Written instruction: Find every line in the data below that contains the word "skirt", and copy each of those lines.

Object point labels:
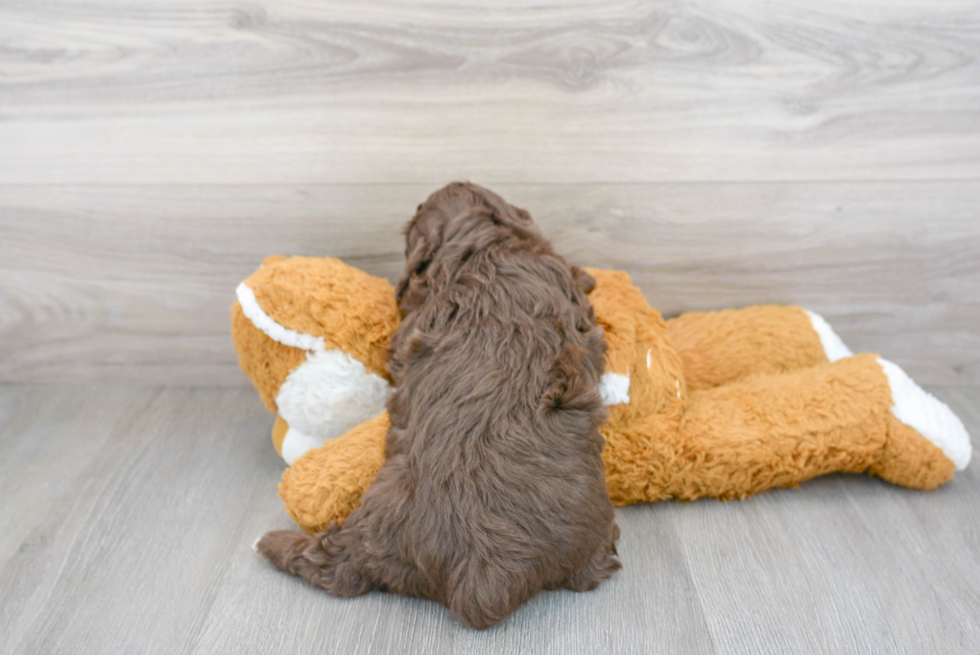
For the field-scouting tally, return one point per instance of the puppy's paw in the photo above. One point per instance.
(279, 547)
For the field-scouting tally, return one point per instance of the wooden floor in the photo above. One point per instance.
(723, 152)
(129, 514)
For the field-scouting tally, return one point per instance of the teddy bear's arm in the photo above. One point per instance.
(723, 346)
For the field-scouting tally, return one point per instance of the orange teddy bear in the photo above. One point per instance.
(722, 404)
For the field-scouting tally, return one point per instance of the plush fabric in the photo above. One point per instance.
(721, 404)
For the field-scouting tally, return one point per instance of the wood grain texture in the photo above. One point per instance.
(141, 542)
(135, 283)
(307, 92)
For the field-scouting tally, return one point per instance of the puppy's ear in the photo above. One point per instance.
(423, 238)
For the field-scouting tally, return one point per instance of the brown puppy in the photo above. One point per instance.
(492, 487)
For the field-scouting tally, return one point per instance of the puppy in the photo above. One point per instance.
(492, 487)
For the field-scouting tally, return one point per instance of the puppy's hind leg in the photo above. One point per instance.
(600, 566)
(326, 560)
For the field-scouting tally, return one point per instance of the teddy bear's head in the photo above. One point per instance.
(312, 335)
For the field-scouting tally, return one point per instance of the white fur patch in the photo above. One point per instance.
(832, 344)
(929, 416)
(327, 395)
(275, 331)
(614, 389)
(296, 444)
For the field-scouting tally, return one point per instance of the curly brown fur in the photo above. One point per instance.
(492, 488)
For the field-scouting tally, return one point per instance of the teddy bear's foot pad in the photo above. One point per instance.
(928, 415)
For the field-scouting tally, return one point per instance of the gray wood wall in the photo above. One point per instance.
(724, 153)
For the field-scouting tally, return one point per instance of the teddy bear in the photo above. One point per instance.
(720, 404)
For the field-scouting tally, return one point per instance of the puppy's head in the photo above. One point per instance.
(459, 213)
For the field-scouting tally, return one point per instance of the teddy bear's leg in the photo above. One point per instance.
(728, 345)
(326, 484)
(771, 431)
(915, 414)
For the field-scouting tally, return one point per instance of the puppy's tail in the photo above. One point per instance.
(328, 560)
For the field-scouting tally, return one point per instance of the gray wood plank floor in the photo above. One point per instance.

---

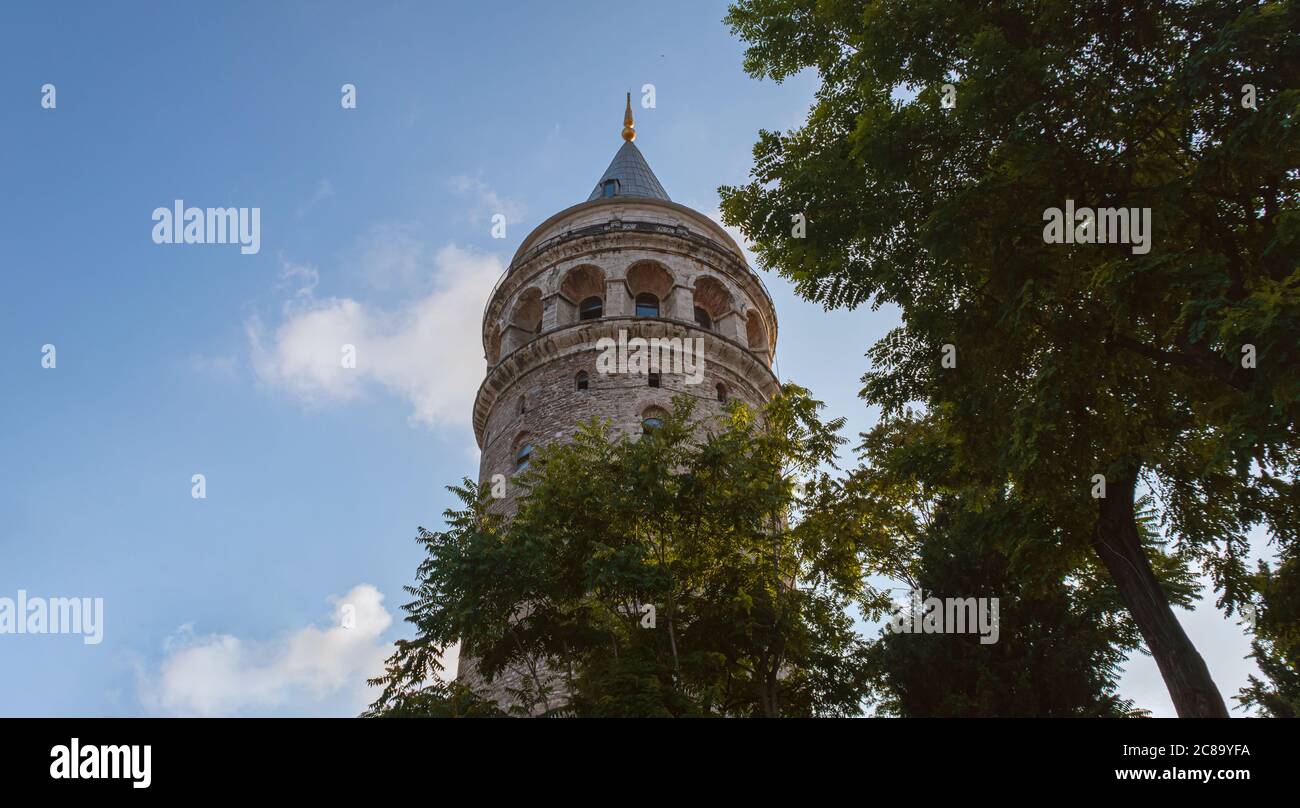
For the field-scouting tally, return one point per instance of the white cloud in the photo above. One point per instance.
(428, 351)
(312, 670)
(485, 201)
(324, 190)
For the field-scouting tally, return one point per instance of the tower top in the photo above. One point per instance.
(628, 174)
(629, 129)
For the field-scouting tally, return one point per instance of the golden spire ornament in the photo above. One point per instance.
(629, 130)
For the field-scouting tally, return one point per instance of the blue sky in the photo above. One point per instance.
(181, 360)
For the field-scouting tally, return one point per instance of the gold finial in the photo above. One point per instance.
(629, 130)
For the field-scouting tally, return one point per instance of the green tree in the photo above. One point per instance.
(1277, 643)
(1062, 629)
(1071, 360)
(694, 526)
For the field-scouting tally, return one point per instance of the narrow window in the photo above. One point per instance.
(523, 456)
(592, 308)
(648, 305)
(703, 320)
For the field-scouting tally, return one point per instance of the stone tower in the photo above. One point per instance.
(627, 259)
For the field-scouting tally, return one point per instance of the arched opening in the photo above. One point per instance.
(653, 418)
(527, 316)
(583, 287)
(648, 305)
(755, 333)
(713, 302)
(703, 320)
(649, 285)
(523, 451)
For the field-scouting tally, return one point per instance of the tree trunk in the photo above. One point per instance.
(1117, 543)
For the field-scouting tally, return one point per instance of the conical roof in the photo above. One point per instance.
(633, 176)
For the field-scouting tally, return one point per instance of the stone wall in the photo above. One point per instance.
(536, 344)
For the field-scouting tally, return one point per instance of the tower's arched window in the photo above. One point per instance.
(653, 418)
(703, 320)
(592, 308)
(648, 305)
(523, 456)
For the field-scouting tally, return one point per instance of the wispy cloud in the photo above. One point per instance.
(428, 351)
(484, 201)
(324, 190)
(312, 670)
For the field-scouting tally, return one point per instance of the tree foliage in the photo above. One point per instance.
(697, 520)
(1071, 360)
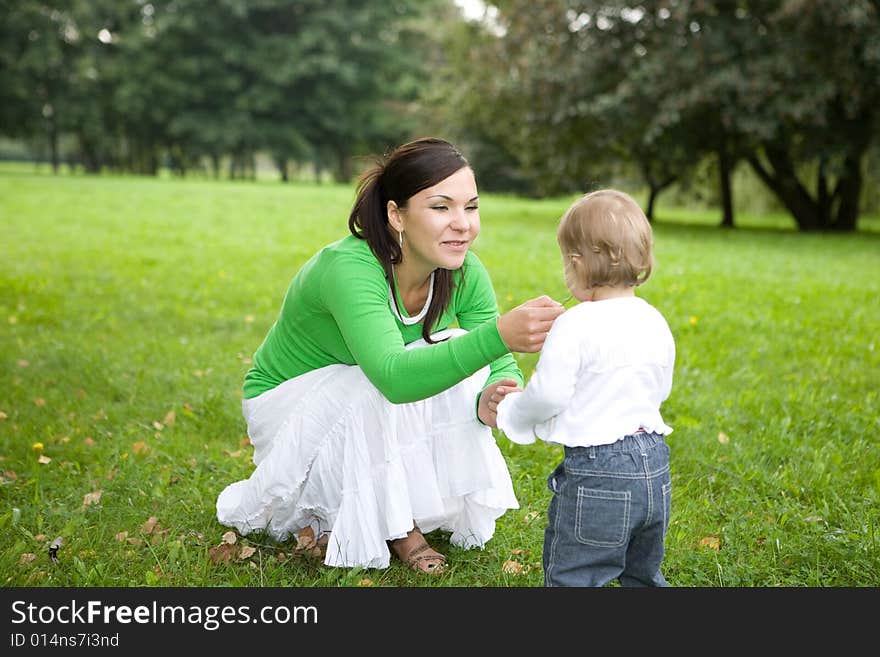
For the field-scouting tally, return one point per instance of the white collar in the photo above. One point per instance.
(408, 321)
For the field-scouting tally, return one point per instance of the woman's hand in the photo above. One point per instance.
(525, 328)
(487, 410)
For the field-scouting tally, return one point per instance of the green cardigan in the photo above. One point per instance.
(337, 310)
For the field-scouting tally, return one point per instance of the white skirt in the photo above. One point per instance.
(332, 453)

--

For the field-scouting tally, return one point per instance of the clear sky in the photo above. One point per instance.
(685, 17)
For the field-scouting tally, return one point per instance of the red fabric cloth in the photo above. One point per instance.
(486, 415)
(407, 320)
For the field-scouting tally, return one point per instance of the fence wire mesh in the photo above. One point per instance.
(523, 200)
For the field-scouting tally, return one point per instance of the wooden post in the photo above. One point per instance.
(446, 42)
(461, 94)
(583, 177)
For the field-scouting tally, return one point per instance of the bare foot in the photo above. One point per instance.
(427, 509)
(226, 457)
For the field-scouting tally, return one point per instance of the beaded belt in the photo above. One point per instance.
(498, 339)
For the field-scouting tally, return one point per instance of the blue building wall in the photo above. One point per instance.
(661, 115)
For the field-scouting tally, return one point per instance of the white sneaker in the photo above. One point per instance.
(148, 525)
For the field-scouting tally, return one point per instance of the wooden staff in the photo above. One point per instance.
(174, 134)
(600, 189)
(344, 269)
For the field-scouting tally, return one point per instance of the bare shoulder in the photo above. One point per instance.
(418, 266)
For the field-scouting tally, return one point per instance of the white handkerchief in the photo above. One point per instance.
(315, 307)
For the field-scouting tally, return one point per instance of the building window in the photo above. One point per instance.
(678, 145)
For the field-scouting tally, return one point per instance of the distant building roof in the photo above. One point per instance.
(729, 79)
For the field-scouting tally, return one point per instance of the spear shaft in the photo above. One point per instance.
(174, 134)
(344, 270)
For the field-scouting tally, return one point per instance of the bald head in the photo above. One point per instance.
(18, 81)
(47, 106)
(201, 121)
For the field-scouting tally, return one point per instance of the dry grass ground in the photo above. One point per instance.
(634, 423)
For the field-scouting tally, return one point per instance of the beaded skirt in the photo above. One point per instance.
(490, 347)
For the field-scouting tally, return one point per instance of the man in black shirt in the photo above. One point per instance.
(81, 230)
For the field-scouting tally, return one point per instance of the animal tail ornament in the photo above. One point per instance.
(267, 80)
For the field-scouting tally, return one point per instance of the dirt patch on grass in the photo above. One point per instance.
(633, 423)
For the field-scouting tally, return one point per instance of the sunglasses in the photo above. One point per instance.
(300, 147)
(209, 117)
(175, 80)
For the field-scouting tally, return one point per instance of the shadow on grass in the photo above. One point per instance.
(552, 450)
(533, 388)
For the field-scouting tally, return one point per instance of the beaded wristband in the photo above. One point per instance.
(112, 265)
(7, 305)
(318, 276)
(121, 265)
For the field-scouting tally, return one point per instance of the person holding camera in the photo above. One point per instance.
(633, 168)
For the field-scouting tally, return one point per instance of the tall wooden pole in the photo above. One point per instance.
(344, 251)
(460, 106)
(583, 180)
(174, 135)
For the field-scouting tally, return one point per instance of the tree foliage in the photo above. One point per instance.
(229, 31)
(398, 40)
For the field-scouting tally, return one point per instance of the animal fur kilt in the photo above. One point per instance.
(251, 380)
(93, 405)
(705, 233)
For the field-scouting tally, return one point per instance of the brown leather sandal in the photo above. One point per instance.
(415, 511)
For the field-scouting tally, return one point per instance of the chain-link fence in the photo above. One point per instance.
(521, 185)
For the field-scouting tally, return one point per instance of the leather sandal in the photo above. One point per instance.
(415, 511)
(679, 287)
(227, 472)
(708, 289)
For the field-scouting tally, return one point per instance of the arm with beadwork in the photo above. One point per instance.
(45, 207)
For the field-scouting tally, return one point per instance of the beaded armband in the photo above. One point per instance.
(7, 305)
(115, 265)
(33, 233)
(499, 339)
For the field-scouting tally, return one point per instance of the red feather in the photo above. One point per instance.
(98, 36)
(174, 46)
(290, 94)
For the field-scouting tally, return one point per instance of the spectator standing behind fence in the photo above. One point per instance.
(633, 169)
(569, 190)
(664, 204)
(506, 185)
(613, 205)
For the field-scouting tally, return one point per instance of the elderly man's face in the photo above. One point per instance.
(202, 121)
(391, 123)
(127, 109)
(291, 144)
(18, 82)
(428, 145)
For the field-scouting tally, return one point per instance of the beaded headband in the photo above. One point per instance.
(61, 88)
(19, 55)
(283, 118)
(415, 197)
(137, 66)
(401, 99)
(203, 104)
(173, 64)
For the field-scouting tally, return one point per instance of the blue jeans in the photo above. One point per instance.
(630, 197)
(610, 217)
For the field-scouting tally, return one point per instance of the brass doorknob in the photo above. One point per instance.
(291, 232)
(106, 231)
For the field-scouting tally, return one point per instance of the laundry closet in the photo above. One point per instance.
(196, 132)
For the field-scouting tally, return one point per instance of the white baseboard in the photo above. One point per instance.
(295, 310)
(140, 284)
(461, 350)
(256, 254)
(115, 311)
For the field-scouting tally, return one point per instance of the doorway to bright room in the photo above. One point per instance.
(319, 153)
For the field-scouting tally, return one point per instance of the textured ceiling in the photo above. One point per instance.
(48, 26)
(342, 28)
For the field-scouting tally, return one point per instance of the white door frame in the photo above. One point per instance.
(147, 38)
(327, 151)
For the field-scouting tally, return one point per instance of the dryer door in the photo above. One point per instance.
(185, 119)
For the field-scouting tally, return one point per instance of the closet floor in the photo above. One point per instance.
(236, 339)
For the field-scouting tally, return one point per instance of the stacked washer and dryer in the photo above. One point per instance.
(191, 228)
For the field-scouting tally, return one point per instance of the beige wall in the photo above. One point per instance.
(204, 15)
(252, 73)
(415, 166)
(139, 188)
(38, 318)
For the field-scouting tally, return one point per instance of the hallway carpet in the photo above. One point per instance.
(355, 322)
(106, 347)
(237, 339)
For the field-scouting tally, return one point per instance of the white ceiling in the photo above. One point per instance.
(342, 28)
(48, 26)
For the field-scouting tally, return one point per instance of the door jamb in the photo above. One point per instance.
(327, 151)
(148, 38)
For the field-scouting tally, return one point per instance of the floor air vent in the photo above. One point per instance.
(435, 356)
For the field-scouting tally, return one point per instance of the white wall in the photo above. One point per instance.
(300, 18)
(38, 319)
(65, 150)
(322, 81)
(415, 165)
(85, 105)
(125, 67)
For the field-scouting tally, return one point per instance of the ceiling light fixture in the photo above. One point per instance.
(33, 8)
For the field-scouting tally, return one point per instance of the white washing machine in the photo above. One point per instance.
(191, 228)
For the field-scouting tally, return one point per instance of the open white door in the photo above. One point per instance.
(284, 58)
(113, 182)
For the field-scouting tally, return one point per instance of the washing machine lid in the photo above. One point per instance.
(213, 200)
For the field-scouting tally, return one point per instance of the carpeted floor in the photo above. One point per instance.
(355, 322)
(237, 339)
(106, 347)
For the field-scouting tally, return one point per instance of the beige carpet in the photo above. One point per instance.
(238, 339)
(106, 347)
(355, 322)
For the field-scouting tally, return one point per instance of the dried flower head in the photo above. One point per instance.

Output:
For the field-scouting tally, return one point per instance of the white skirt in the photo above. One point per instance.
For the field-scouting tally, return one point per instance of the beaded skirt in the photo above. One point per instance.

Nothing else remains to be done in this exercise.